The Role of LHX9 in the Formation of the Ovarian Reserve and its Implication in Female Reproductive Health

Premature ovarian insufficiency (POI), defined as the loss of ovarian function before the age of 40, affects approximately 1 in 100 women and represents a significant cause of ovulation-related infertility. Despite this, the underlying genetic causes of POI remain unknown in 70% of affected individuals. The ovarian reserve dictates the reproductive lifespan of a female mammal, and its maintenance is crucial in retaining fertility. During its formation, newly determined oocytes will cluster into ‘germ cell nests’ within the developing ovaries. Later in embryonic development, these nests will undergo scheduled breakdown through the ingression of somatic granulosa cells derived from the ovarian surface epithelium, resulting in a pool of discrete oocytes contained within primordial follicles. This intricate process requires the precise coordination of several signalling pathways. Recent findings implicated the role of the transcription factor LIM-homeobox gene 9 (LHX9) as a key regulator of germ cell nest breakdown. Previous research revealed LHX9’s essential role in promoting somatic cell proliferation in the early developing gonads. A recent study in the Wilson lab demonstrated how a female heterozygous (Lhx9^+/-) mouse model exhibited fertility decline, producing fewer pups per litter with age, as well as a significant reduction in the proportion of oocytes within nests compared to primordial follicles. Additionally, published patient variants within LHX9 have been linked to gonadal agenesis/dysgenesis phenotypes; one study reported a de novo missense variant (c.947A>G, p.Q316R) in LHX9 from a 46,XY child with finger and toe abnormalities, female external genitalia and absent uterus and ovaries. Another study described a nonsense mutation in LHX9 (c.35C>A, p.S12*) in a patient who presented with micropenis and hypospadias.

= REQUIRED WORK =
Drawing on the passage about LHX9 and the ovarian reserve, explain in one to three sentences how germ cell nests become primordial follicles.

= EXTRACTED DATA =

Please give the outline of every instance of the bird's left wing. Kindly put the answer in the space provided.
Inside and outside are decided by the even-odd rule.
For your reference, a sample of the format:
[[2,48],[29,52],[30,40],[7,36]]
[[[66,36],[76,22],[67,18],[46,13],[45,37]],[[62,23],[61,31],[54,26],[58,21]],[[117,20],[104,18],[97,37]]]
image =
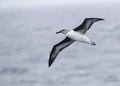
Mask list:
[[54,62],[55,58],[57,57],[58,53],[62,51],[64,48],[68,47],[74,41],[68,37],[66,37],[63,41],[59,42],[58,44],[54,45],[49,57],[49,67]]

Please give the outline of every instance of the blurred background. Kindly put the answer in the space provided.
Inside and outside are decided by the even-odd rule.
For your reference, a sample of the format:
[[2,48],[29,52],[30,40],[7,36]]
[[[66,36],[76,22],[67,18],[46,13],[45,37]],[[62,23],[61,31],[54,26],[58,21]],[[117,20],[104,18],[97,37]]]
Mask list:
[[[48,58],[61,27],[98,17],[87,36],[51,66]],[[120,86],[119,0],[0,0],[0,86]]]

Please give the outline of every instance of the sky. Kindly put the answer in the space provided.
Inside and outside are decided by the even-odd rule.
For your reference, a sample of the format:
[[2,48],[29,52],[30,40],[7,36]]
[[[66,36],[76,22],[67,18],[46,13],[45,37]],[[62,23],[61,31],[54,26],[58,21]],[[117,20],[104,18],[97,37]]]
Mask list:
[[0,0],[0,7],[50,6],[69,4],[120,3],[120,0]]

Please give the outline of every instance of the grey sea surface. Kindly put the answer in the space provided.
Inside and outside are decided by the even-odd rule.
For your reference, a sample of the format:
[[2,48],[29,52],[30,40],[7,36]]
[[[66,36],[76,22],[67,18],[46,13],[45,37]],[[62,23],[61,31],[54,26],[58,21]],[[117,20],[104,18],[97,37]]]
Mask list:
[[[87,32],[96,46],[73,43],[48,67],[61,27],[104,18]],[[120,6],[90,5],[0,11],[0,86],[120,86]]]

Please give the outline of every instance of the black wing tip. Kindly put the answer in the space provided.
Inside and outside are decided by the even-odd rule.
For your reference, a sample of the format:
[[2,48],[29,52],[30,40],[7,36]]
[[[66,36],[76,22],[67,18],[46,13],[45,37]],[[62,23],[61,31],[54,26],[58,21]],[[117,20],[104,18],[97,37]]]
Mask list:
[[86,20],[88,19],[97,19],[97,20],[105,20],[104,18],[95,18],[95,17],[90,17],[90,18],[85,18]]
[[52,63],[49,61],[49,63],[48,63],[48,67],[51,67],[51,65],[52,65]]
[[49,62],[48,62],[48,67],[51,67],[52,63],[53,63],[54,59],[49,59]]

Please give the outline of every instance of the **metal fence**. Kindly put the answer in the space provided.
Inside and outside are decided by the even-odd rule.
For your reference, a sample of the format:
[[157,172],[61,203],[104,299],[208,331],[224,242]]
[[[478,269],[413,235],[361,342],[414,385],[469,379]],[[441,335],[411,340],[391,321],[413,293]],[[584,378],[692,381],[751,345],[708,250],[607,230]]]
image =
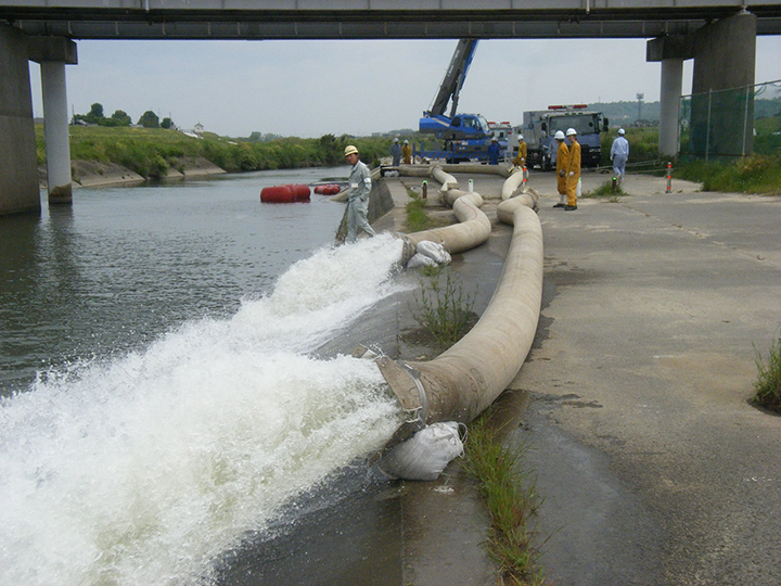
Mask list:
[[755,146],[756,152],[781,148],[781,79],[683,95],[679,136],[684,158],[739,157],[753,154]]

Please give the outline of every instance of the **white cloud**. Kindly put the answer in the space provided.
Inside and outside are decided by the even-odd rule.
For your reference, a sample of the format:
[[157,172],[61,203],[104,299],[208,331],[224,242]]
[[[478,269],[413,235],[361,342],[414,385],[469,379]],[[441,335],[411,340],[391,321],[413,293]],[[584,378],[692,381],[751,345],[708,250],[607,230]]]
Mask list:
[[[76,113],[146,110],[226,136],[320,137],[417,128],[450,63],[454,40],[79,41],[66,69]],[[757,39],[757,81],[781,78],[781,37]],[[38,66],[30,66],[41,115]],[[460,107],[517,123],[552,103],[658,99],[660,64],[643,39],[485,40]],[[691,62],[683,93],[691,89]]]

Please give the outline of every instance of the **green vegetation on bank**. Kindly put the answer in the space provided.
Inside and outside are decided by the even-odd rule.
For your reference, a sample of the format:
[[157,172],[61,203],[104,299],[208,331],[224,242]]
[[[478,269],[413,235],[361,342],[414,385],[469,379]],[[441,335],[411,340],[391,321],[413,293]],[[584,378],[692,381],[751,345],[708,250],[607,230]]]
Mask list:
[[[229,171],[322,167],[344,164],[344,148],[355,144],[361,160],[376,166],[392,138],[325,135],[319,139],[281,138],[268,142],[229,139],[210,132],[194,138],[165,128],[71,126],[72,161],[115,163],[143,177],[180,169],[187,158],[203,157]],[[36,125],[38,164],[46,164],[43,126]]]
[[770,345],[767,364],[761,353],[756,352],[757,378],[754,381],[752,403],[759,407],[781,412],[781,337]]
[[407,190],[410,201],[407,202],[406,228],[408,232],[421,232],[434,226],[432,220],[425,213],[426,201],[411,189]]
[[703,191],[781,195],[781,154],[751,155],[738,161],[689,161],[673,177],[697,181]]
[[533,546],[530,515],[539,506],[535,483],[522,469],[525,446],[505,445],[484,413],[469,426],[464,470],[478,483],[490,515],[485,542],[488,556],[499,565],[502,584],[541,586],[539,550]]
[[410,305],[412,317],[438,346],[448,348],[473,326],[477,292],[474,295],[464,293],[461,282],[452,277],[449,267],[430,267],[423,275],[428,277],[428,282],[421,281],[420,298],[415,294],[415,307]]

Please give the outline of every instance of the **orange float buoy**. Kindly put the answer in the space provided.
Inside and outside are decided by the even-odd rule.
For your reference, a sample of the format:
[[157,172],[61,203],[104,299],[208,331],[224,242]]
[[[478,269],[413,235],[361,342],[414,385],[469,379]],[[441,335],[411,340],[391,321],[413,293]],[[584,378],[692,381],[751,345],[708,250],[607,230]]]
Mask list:
[[305,186],[302,183],[291,184],[287,186],[291,188],[291,191],[293,192],[293,198],[296,202],[308,202],[309,201],[309,186]]
[[293,203],[309,201],[309,186],[292,184],[272,186],[260,191],[263,203]]

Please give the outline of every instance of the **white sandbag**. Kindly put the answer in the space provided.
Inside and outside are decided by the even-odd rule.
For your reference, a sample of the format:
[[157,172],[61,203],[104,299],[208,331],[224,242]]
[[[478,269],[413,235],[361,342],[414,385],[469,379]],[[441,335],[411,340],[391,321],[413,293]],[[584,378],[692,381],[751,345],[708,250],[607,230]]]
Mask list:
[[395,446],[379,467],[393,479],[433,481],[458,456],[463,456],[459,424],[445,421],[426,425]]
[[447,265],[450,263],[450,253],[445,250],[445,246],[431,240],[421,240],[417,246],[418,254],[427,256],[434,259],[437,265]]
[[407,268],[419,268],[419,267],[436,267],[436,260],[428,258],[422,254],[413,254],[412,258],[407,260]]

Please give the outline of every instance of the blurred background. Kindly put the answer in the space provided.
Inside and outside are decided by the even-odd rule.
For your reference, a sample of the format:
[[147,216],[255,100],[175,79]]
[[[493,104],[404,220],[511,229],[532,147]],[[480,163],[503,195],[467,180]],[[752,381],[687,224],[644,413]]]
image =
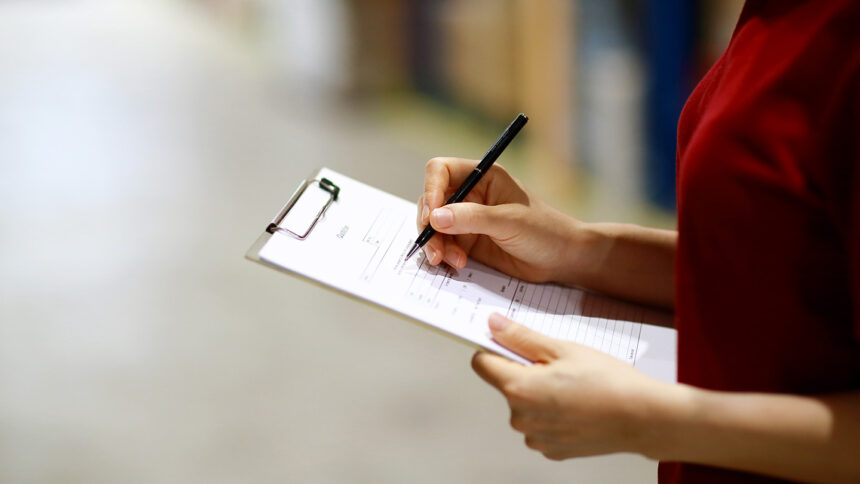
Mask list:
[[326,165],[408,199],[500,159],[674,225],[738,0],[0,2],[0,482],[656,481],[528,450],[472,351],[243,259]]

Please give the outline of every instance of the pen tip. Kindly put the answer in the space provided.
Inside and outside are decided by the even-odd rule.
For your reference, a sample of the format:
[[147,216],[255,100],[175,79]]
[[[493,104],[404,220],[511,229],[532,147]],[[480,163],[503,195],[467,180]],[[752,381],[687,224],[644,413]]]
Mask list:
[[418,245],[418,244],[412,244],[412,248],[411,248],[411,249],[409,249],[409,253],[408,253],[408,254],[406,254],[406,259],[404,259],[404,260],[409,260],[409,258],[410,258],[410,257],[412,257],[412,255],[413,255],[413,254],[415,254],[416,252],[418,252],[418,249],[419,249],[419,248],[420,248],[420,247],[419,247],[419,245]]

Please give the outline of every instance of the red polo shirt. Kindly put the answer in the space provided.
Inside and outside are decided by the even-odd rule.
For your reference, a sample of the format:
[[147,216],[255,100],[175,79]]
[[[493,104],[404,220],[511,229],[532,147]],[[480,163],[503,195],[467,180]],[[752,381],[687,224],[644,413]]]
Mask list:
[[[678,127],[678,379],[860,390],[860,1],[747,0]],[[771,483],[662,463],[661,483]]]

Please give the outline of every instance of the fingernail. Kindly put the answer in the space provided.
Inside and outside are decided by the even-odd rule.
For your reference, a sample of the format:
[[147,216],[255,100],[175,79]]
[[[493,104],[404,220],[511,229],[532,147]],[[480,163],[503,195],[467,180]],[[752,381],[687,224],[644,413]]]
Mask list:
[[492,330],[494,333],[503,331],[510,324],[511,320],[502,316],[499,313],[493,313],[490,315],[490,330]]
[[454,225],[454,212],[449,208],[437,208],[433,210],[431,217],[433,217],[433,225],[440,229],[446,229]]

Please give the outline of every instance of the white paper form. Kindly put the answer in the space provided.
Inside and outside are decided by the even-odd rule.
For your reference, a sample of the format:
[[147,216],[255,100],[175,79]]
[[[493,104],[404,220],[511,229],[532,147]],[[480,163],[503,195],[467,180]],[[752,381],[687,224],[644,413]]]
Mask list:
[[[472,260],[460,270],[430,266],[421,253],[405,261],[418,236],[414,203],[325,168],[318,177],[340,187],[338,199],[305,240],[273,234],[259,252],[263,262],[516,361],[528,363],[492,340],[487,318],[493,312],[675,380],[676,333],[663,327],[670,314],[576,288],[524,282]],[[294,220],[307,220],[327,197],[315,186],[308,190],[293,209]]]

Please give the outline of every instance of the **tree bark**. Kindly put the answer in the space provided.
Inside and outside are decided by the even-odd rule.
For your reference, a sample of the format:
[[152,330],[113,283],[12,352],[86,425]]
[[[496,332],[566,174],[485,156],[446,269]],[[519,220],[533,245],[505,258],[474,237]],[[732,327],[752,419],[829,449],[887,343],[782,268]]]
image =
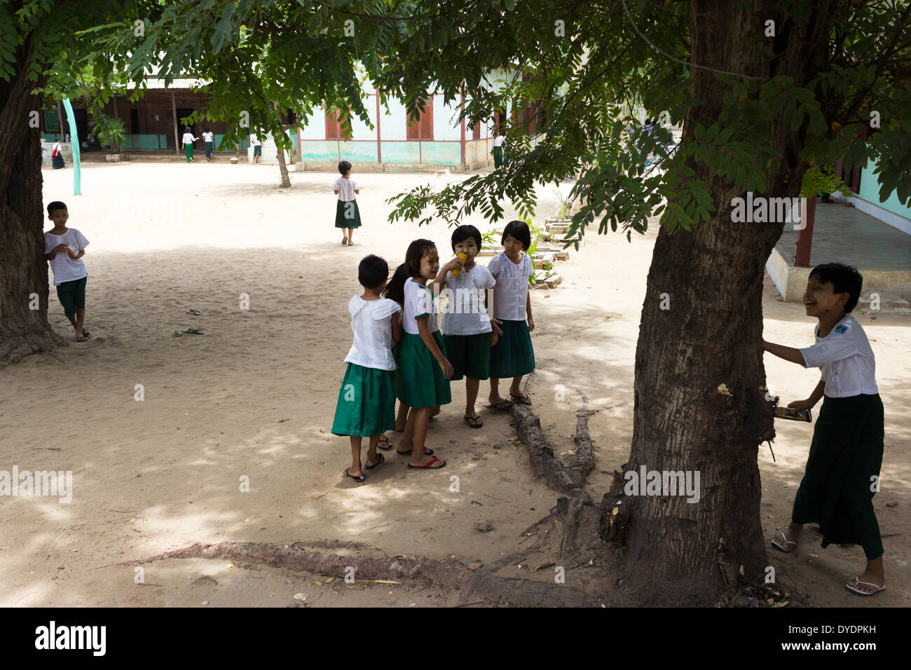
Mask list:
[[41,131],[29,126],[32,112],[42,108],[31,91],[46,78],[27,81],[22,74],[31,57],[26,38],[17,50],[15,76],[0,79],[0,366],[64,344],[47,323]]
[[[747,14],[720,0],[693,0],[692,62],[760,77],[788,75],[803,86],[814,52],[825,44],[827,6],[814,8],[807,25],[784,21],[777,2],[756,5]],[[706,15],[711,20],[701,19]],[[766,19],[775,21],[777,36],[759,43]],[[751,67],[751,44],[752,51],[771,46],[777,59],[759,71]],[[726,86],[704,69],[691,67],[690,77],[689,97],[704,101],[684,119],[684,137],[692,139],[695,121],[708,127],[717,119]],[[768,172],[763,195],[793,197],[806,167],[798,159],[801,132],[792,132],[780,117],[773,124],[773,145],[784,160]],[[633,439],[625,469],[699,472],[701,498],[689,503],[681,495],[625,496],[627,480],[615,476],[602,503],[604,527],[618,508],[615,517],[629,521],[625,555],[636,570],[625,582],[644,603],[711,604],[733,582],[760,580],[768,564],[757,452],[774,429],[761,389],[762,297],[765,261],[783,224],[733,223],[731,201],[743,192],[704,164],[691,159],[688,165],[696,171],[691,179],[707,184],[717,211],[691,232],[659,232],[636,346]],[[670,309],[661,309],[662,294]],[[719,390],[722,384],[730,395]]]

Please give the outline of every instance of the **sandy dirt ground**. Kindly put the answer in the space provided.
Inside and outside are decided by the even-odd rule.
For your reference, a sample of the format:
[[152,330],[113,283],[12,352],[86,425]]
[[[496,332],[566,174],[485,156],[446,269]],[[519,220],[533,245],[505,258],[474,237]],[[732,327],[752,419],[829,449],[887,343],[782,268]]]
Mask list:
[[[351,344],[346,305],[360,294],[358,262],[374,253],[394,266],[417,237],[435,240],[441,255],[449,251],[445,223],[390,224],[385,199],[464,176],[355,172],[364,226],[347,248],[333,227],[331,174],[292,173],[293,188],[282,191],[274,166],[89,164],[79,197],[70,170],[44,174],[45,202],[66,201],[68,225],[90,241],[91,338],[0,371],[0,469],[73,473],[68,504],[0,497],[0,605],[289,606],[300,603],[296,593],[315,606],[452,605],[456,593],[420,584],[346,587],[226,561],[148,563],[143,583],[133,567],[110,564],[194,542],[333,538],[390,556],[491,564],[520,548],[523,531],[553,506],[556,495],[532,474],[508,414],[480,407],[484,428],[464,423],[460,383],[428,436],[448,461],[441,470],[408,471],[403,457],[387,452],[386,464],[355,484],[342,477],[347,438],[330,433]],[[556,211],[553,187],[540,196],[543,222]],[[490,227],[480,217],[466,222]],[[654,230],[631,243],[592,236],[558,265],[562,285],[532,294],[537,370],[527,389],[546,435],[566,453],[583,397],[591,407],[609,407],[589,422],[597,465],[587,490],[596,500],[629,454],[633,356],[654,237]],[[803,307],[776,299],[768,278],[763,304],[767,339],[812,343]],[[779,582],[813,604],[906,606],[911,317],[857,316],[873,342],[885,406],[875,506],[888,589],[871,599],[850,595],[842,584],[860,572],[862,551],[821,550],[812,531],[793,555],[770,549],[770,561]],[[72,339],[53,289],[49,318]],[[189,326],[205,335],[173,336]],[[818,379],[769,356],[766,369],[786,401],[805,397]],[[486,389],[482,383],[482,398]],[[759,453],[767,537],[786,525],[813,430],[786,421],[777,428],[777,463],[767,447]],[[476,531],[485,520],[493,530]],[[527,576],[527,568],[497,573]],[[585,570],[568,570],[567,583]]]

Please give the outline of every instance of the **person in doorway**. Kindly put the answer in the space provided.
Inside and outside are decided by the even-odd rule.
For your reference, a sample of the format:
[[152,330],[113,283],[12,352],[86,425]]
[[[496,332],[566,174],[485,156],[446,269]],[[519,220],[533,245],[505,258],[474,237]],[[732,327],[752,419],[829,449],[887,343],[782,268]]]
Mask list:
[[250,134],[250,144],[253,147],[253,162],[260,162],[260,159],[262,158],[262,140],[260,139],[253,133]]
[[502,168],[503,167],[503,142],[506,141],[506,136],[503,131],[499,129],[496,129],[496,137],[494,138],[494,148],[491,153],[494,154],[494,167]]
[[207,128],[202,131],[202,141],[206,143],[206,160],[211,160],[212,151],[215,149],[215,133]]
[[60,150],[60,140],[56,138],[55,138],[54,146],[51,148],[51,166],[54,170],[67,167],[67,164],[63,161],[63,153]]
[[199,138],[194,138],[193,133],[189,131],[189,128],[184,129],[183,139],[181,139],[181,149],[184,154],[187,156],[187,162],[193,162],[193,142],[195,142]]

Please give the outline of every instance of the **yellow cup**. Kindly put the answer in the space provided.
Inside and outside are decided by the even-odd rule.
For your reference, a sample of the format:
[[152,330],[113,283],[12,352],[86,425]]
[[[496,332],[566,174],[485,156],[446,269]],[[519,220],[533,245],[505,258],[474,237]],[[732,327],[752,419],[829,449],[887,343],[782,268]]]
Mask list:
[[[462,263],[465,263],[466,261],[468,260],[467,253],[456,253],[456,255],[462,259]],[[462,272],[461,270],[453,270],[452,274],[454,277],[457,277],[459,275],[459,273],[461,272]]]

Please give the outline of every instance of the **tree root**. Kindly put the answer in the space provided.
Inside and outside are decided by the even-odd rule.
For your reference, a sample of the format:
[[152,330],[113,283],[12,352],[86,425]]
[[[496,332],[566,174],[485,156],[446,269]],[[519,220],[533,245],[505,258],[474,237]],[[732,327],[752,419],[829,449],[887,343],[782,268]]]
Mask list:
[[[320,551],[339,549],[348,551],[343,555]],[[431,584],[457,590],[460,592],[459,602],[463,604],[472,595],[481,597],[485,602],[512,605],[581,607],[590,604],[582,593],[562,584],[491,574],[517,557],[527,555],[529,551],[508,556],[477,572],[455,561],[436,561],[423,556],[409,558],[378,555],[382,553],[361,542],[340,540],[299,541],[288,545],[220,542],[193,544],[148,558],[112,565],[141,565],[171,558],[230,559],[238,563],[264,564],[343,578],[351,575],[350,569],[353,568],[355,579],[423,580]]]

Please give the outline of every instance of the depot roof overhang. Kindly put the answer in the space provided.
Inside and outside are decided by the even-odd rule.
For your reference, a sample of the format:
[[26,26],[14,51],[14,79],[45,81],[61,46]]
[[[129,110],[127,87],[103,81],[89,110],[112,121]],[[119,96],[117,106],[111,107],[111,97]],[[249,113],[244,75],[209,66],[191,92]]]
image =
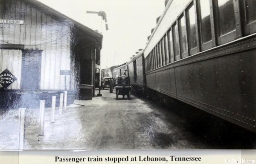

= EXERCISE ANSWER =
Later in embryonic development, the germ cell nests undergo scheduled breakdown as somatic granulosa cells derived from the ovarian surface epithelium move in among the clustered oocytes. This breakdown produces a pool of discrete oocytes contained within primordial follicles.